=== Extract ===
"""

The Bolton-born professor who transformed the way strokes are treated
MOST of us probably have a relative or friend who has suffered a stroke and are all too aware of how common this can be.
Yet the way stroke patients are treated has been transformed over the past 30 years — a transformation largely thanks to Bolton-born stroke expert Professor Tony Rudd.
Prof Rudd moved to London with his family at the age of four.
He jokes: “As soon as my parents detected my slight Lancashire accent, we moved away. My father was a factory inspector and I remember being shown around Bolton School when I was four.”
The father-of-four went on to study medicine at Cambridge and later to King’s College in London.
But it was when he started working as a geriatric physician at St Thomas' Hospital in London 26 years ago that he began to make waves in stroke care.
His subsequent transformation of stroke services at St Thomas’ and later across London have led to his reputation as a pioneer for the treatment of the disease.
He explained: “At the time, stroke services in London were chaotic and unco-ordinated and it needed sorting out.
“The problem was that stroke was not seen as a specialist area of medicine and was treated by general physicians. People thought it was a disease you could not treat. It was seen as something that happened to older people and there was little else that could be done to help them.
“But over the past 25 years things have changed. We now know it is a treatable and preventable condition and that having the right treatment can have a dramatic effect on the patient.
“Now, across London and to some extent nationally, we have co-ordinated care in stroke with specialist doctors, nurses, physiotherapists and occupational therapists.
“It is about producing a system where people can be assured they will get high quality care.
“We’re not there yet across the rest of the country but it is certainly better than it was.”
Prod Rudd’s career as stroke expert has gone from strength to strength during his time at St Thomas’ and last April he was made NHS England’s National Clinical Director of Stroke.
Thanks to 59-year-old’s leadership as stroke director for London, 95 per cent of stroke patients in the capital are seen in one of eight hyper-acute stroke units (HASUs) rather than across all of the city’s 32 hospitals.

"""

=== Extracted records ===
"""

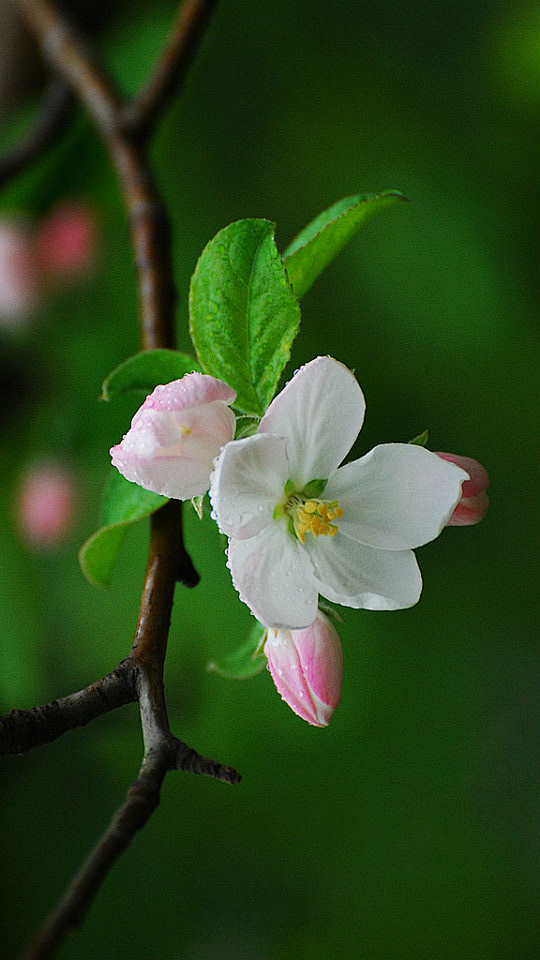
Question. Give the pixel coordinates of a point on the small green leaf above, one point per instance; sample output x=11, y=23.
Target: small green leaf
x=243, y=313
x=123, y=504
x=145, y=370
x=318, y=243
x=314, y=488
x=421, y=439
x=246, y=427
x=198, y=505
x=245, y=662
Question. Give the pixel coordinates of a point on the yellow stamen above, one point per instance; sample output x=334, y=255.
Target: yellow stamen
x=313, y=516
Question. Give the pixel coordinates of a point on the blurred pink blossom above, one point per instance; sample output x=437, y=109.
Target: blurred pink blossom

"""

=== Exercises to complete ===
#1 Answer these questions from the article about Professor Tony Rudd:
(a) How old was he when his family moved to London?
(b) What post was he given last April?
(c) In how many hyper-acute stroke units are 95 per cent of stroke patients in London seen?
#2 Output the passage of the Tony Rudd article starting with "The father-of-four went" and going on through "needed sorting out.".

=== Results of the exercise ===
#1
(a) Four.
(b) NHS England's National Clinical Director of Stroke.
(c) Eight.

#2
The father-of-four went on to study medicine at Cambridge and later to King’s College in London.
But it was when he started working as a geriatric physician at St Thomas' Hospital in London 26 years ago that he began to make waves in stroke care.
His subsequent transformation of stroke services at St Thomas’ and later across London have led to his reputation as a pioneer for the treatment of the disease.
He explained: “At the time, stroke services in London were chaotic and unco-ordinated and it needed sorting out.